--- Exercise aim ---
Without the pictures, retype exactly the lines from the top of the entries below through the line that contains "Tag one point on each instance of the brass diamond".

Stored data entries

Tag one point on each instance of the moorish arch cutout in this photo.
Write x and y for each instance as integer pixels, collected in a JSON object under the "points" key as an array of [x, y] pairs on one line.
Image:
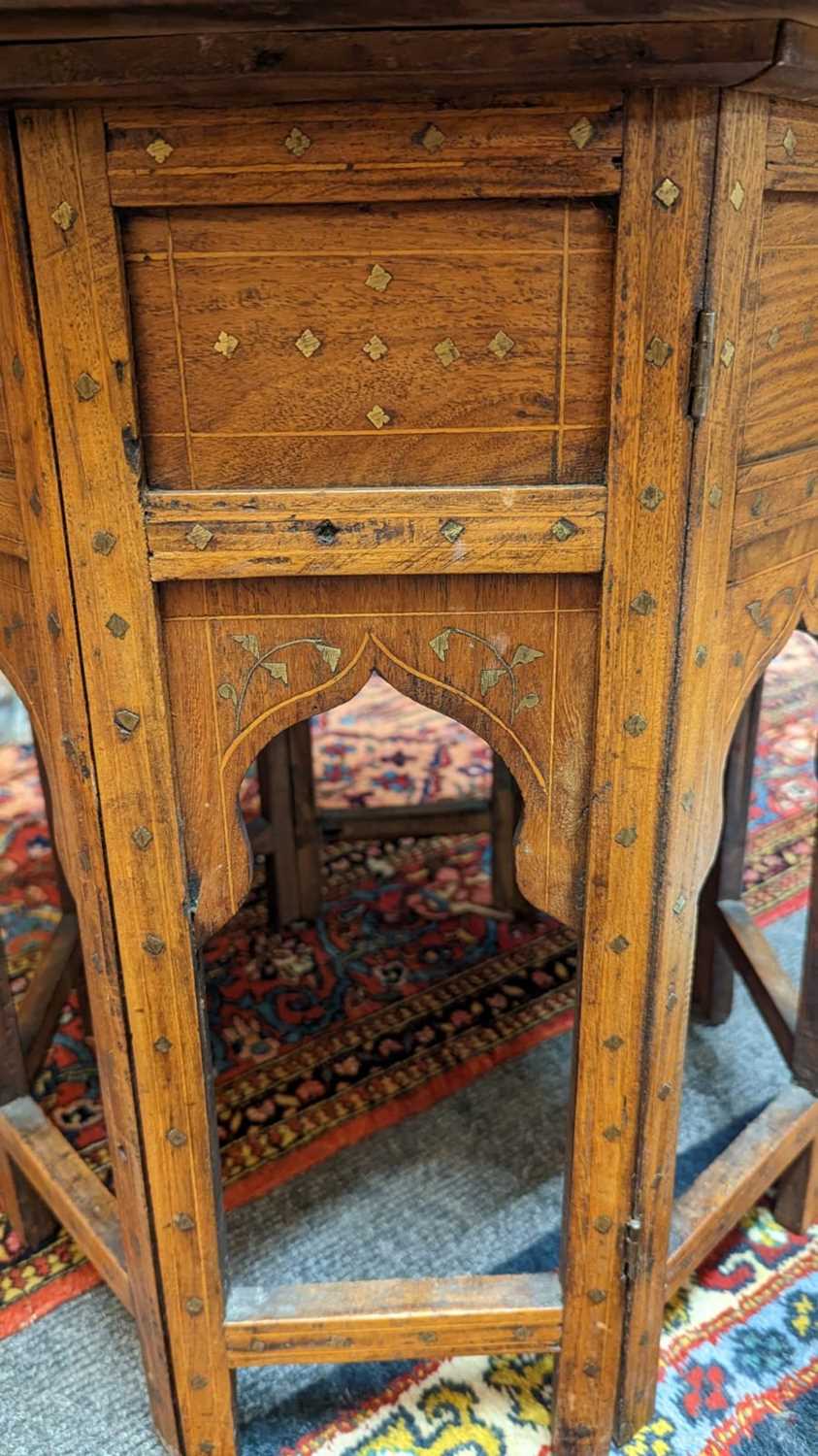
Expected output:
{"points": [[246, 660]]}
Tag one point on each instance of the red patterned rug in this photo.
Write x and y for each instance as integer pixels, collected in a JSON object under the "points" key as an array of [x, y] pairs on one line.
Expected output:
{"points": [[407, 989]]}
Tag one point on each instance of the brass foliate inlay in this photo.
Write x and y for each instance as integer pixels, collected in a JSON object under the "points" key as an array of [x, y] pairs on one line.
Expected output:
{"points": [[581, 133], [564, 529], [159, 150], [198, 536], [64, 215], [736, 197], [453, 530], [297, 142], [501, 344], [378, 279], [658, 352], [651, 497], [86, 386], [667, 192], [431, 137], [226, 344], [447, 351], [308, 344], [376, 348]]}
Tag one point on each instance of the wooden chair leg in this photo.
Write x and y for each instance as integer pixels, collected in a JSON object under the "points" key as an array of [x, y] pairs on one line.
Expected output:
{"points": [[288, 803], [713, 969], [29, 1216]]}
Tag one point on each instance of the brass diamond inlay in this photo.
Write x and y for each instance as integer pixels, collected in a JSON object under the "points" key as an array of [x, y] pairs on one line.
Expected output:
{"points": [[159, 150], [226, 344], [198, 536], [667, 192], [581, 133], [431, 139], [728, 352], [297, 143], [64, 215], [658, 352], [376, 348], [308, 343], [378, 279], [447, 351], [501, 344]]}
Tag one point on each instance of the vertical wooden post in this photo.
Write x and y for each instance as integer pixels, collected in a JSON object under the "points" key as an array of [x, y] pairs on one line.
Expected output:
{"points": [[70, 766], [658, 765], [87, 354]]}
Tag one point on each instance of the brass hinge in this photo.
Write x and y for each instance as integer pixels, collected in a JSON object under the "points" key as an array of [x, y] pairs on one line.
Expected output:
{"points": [[702, 363]]}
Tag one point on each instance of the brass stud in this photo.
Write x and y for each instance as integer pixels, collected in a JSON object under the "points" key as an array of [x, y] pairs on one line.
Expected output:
{"points": [[564, 529], [159, 150], [431, 137], [86, 386], [651, 497], [501, 344], [447, 351], [297, 142], [643, 605], [626, 836], [64, 215], [376, 348], [308, 344], [378, 279], [658, 352], [728, 352], [453, 530], [581, 133], [127, 721], [635, 725], [667, 192], [226, 344]]}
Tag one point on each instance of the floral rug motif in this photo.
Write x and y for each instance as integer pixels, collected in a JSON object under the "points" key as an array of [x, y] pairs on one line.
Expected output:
{"points": [[738, 1373], [408, 986]]}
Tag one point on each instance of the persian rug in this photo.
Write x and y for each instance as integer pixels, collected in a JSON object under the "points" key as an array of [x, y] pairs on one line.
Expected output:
{"points": [[407, 989]]}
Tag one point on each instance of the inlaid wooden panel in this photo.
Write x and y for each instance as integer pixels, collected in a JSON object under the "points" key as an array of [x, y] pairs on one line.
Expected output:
{"points": [[514, 658], [782, 410], [430, 344], [567, 145]]}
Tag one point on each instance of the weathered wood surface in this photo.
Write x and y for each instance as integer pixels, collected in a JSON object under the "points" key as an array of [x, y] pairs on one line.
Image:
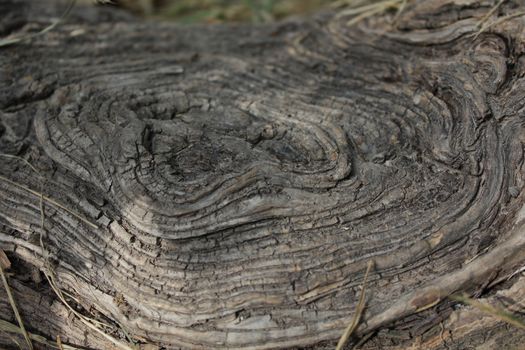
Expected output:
{"points": [[241, 177]]}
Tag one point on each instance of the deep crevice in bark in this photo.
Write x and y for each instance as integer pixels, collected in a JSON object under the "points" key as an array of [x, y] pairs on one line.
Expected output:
{"points": [[241, 177]]}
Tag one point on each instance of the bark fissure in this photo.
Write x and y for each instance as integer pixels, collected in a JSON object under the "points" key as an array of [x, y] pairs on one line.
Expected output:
{"points": [[240, 178]]}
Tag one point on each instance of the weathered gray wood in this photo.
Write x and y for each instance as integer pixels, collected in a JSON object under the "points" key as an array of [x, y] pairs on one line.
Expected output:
{"points": [[239, 178]]}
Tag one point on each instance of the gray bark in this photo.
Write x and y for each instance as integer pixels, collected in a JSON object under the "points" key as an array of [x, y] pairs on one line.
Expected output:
{"points": [[226, 186]]}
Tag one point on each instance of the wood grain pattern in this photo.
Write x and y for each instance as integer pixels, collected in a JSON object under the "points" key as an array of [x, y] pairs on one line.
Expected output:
{"points": [[241, 177]]}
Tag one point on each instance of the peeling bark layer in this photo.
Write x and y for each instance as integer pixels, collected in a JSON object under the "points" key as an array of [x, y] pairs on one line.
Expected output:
{"points": [[234, 181]]}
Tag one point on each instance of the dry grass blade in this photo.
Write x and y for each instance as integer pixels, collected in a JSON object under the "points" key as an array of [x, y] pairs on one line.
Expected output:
{"points": [[15, 309], [90, 323], [7, 42], [8, 327], [370, 9], [357, 315], [499, 313]]}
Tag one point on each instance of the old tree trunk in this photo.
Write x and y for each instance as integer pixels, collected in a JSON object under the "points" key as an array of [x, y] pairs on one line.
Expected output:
{"points": [[226, 186]]}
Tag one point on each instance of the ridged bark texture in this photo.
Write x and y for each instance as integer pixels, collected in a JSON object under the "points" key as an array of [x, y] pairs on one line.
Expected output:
{"points": [[227, 185]]}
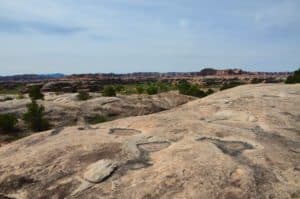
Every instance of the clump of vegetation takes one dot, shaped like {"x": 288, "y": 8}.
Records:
{"x": 7, "y": 98}
{"x": 152, "y": 90}
{"x": 20, "y": 96}
{"x": 293, "y": 79}
{"x": 35, "y": 93}
{"x": 96, "y": 119}
{"x": 119, "y": 88}
{"x": 209, "y": 91}
{"x": 34, "y": 117}
{"x": 186, "y": 88}
{"x": 8, "y": 122}
{"x": 256, "y": 80}
{"x": 83, "y": 95}
{"x": 109, "y": 91}
{"x": 140, "y": 89}
{"x": 228, "y": 85}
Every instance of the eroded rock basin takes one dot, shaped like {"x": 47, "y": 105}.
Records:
{"x": 153, "y": 146}
{"x": 232, "y": 148}
{"x": 123, "y": 132}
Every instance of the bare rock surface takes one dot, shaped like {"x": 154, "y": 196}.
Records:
{"x": 99, "y": 170}
{"x": 239, "y": 143}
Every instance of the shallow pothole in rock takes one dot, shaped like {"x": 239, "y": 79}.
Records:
{"x": 232, "y": 148}
{"x": 124, "y": 132}
{"x": 153, "y": 146}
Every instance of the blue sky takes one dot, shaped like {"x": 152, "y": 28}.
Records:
{"x": 86, "y": 36}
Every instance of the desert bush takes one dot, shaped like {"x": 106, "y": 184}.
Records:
{"x": 20, "y": 96}
{"x": 140, "y": 89}
{"x": 35, "y": 93}
{"x": 209, "y": 91}
{"x": 119, "y": 88}
{"x": 109, "y": 91}
{"x": 152, "y": 90}
{"x": 96, "y": 119}
{"x": 293, "y": 79}
{"x": 196, "y": 91}
{"x": 8, "y": 122}
{"x": 34, "y": 117}
{"x": 186, "y": 88}
{"x": 230, "y": 85}
{"x": 256, "y": 81}
{"x": 6, "y": 98}
{"x": 83, "y": 95}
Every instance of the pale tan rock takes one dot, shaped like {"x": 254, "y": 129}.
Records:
{"x": 208, "y": 148}
{"x": 99, "y": 170}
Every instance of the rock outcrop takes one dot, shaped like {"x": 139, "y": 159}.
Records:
{"x": 239, "y": 143}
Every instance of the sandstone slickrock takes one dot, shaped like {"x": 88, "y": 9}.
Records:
{"x": 100, "y": 170}
{"x": 207, "y": 148}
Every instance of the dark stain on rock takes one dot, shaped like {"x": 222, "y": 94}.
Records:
{"x": 106, "y": 151}
{"x": 153, "y": 146}
{"x": 13, "y": 183}
{"x": 124, "y": 132}
{"x": 232, "y": 148}
{"x": 56, "y": 131}
{"x": 61, "y": 191}
{"x": 5, "y": 197}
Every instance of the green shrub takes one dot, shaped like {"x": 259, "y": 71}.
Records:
{"x": 20, "y": 96}
{"x": 8, "y": 122}
{"x": 35, "y": 93}
{"x": 186, "y": 88}
{"x": 96, "y": 119}
{"x": 256, "y": 81}
{"x": 109, "y": 91}
{"x": 119, "y": 88}
{"x": 230, "y": 85}
{"x": 34, "y": 117}
{"x": 183, "y": 87}
{"x": 83, "y": 95}
{"x": 293, "y": 79}
{"x": 7, "y": 98}
{"x": 152, "y": 90}
{"x": 140, "y": 89}
{"x": 196, "y": 91}
{"x": 209, "y": 91}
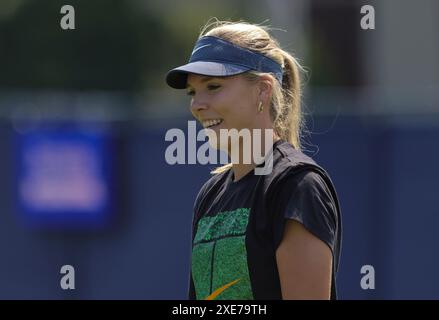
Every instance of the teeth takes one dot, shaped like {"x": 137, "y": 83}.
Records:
{"x": 209, "y": 123}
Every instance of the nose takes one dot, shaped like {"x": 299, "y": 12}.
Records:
{"x": 198, "y": 105}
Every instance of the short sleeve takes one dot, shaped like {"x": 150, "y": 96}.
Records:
{"x": 306, "y": 198}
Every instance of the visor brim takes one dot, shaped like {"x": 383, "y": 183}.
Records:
{"x": 177, "y": 78}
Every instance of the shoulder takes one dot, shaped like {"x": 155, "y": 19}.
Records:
{"x": 295, "y": 168}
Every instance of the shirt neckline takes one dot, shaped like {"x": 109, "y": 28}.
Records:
{"x": 248, "y": 175}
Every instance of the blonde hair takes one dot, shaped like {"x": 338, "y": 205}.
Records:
{"x": 285, "y": 107}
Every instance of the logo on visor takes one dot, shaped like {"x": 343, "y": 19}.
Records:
{"x": 196, "y": 49}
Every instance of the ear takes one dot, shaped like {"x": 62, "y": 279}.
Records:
{"x": 265, "y": 87}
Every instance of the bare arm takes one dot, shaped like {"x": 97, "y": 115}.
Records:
{"x": 304, "y": 264}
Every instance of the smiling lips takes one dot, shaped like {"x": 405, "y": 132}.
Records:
{"x": 211, "y": 122}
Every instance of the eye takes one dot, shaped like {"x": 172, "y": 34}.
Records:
{"x": 213, "y": 86}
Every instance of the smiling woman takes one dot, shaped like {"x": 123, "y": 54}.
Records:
{"x": 276, "y": 236}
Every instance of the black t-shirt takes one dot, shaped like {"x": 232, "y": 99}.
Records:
{"x": 237, "y": 226}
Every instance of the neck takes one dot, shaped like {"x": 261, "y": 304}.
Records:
{"x": 240, "y": 169}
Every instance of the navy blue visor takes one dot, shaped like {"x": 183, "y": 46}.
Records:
{"x": 216, "y": 57}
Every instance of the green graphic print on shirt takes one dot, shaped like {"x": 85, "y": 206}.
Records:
{"x": 219, "y": 257}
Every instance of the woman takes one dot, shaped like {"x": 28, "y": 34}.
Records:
{"x": 257, "y": 236}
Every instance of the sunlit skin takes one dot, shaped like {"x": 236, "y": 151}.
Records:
{"x": 235, "y": 101}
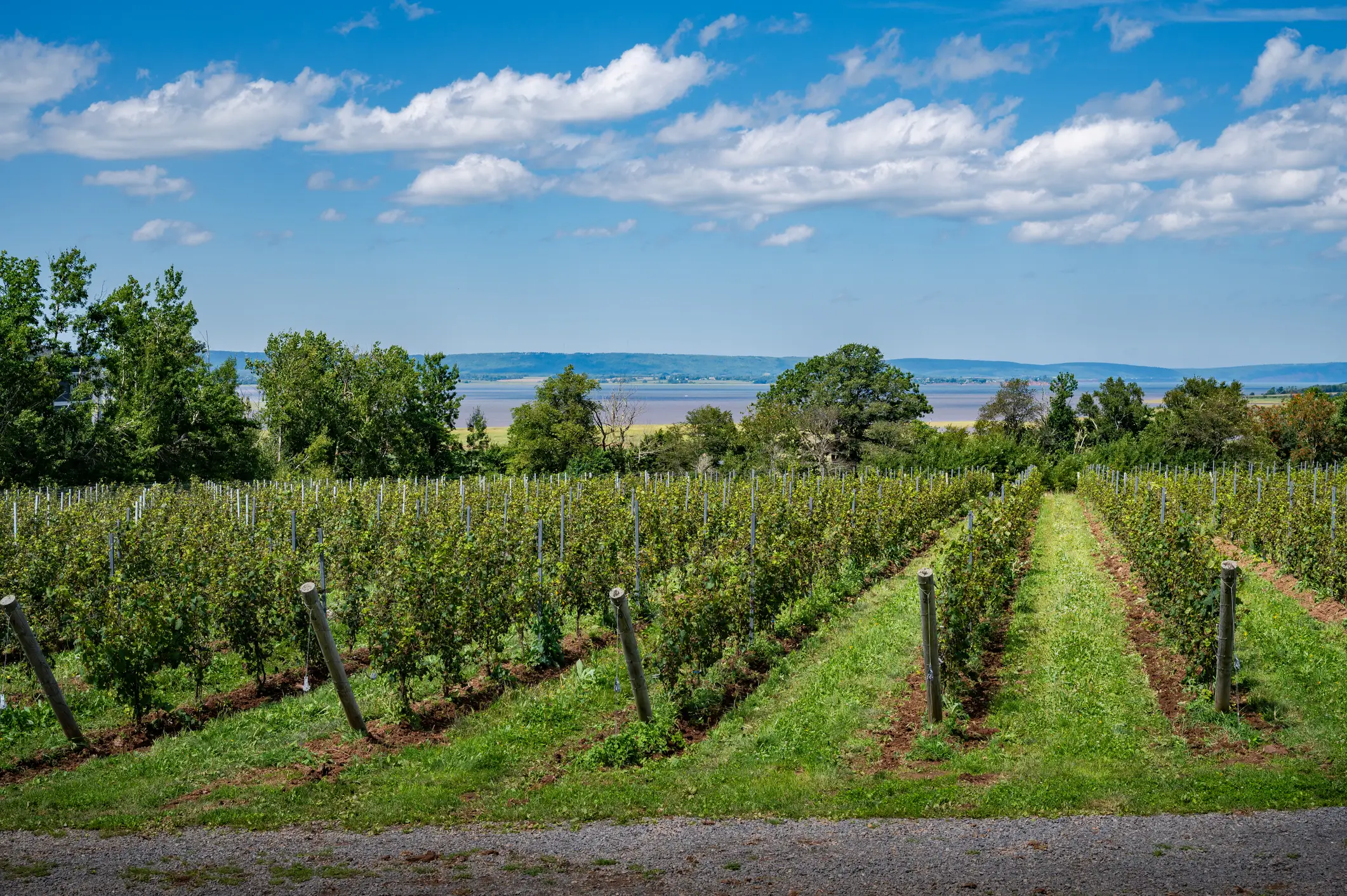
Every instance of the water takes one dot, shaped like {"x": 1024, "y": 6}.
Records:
{"x": 668, "y": 403}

--- Response to the task ---
Tag one point on each instance of the moorish arch cutout in this photo.
Write x and y for each instance as integer pixels, collected in a JSON object under the "points" key as an array of [x, y] pairs on one line.
Image:
Expected output:
{"points": [[246, 660]]}
Tag one point on each instance of the red patterned rug in this photo.
Write x and y for each instance as integer pixels, collected in a JSON object under the "points" key as an array of [x, y] pairs on one line.
Expected output:
{"points": [[407, 989]]}
Tag one point on each instance of the brass foliate inlay in this photo.
Write x and y for each instance as integer pixels, collected in a JSON object under the "points" key as an array of [x, y] pairs on one line.
Expected output:
{"points": [[581, 133], [564, 529], [159, 150], [198, 536], [64, 215], [736, 197], [453, 530], [297, 142], [501, 344], [378, 279], [658, 352], [651, 497], [86, 386], [667, 192], [431, 137], [226, 344], [447, 351], [308, 344], [376, 348]]}
Tag one point on each instance of the wooden chair leg in this photo.
Write x and y for each instance as integer pixels, collected in a JSON object under the "points" key as an array of [x, y] pairs on one line.
Expected output:
{"points": [[288, 803], [713, 969], [29, 1216]]}
Tag one point on each instance of the brass diamond inlay in this photo.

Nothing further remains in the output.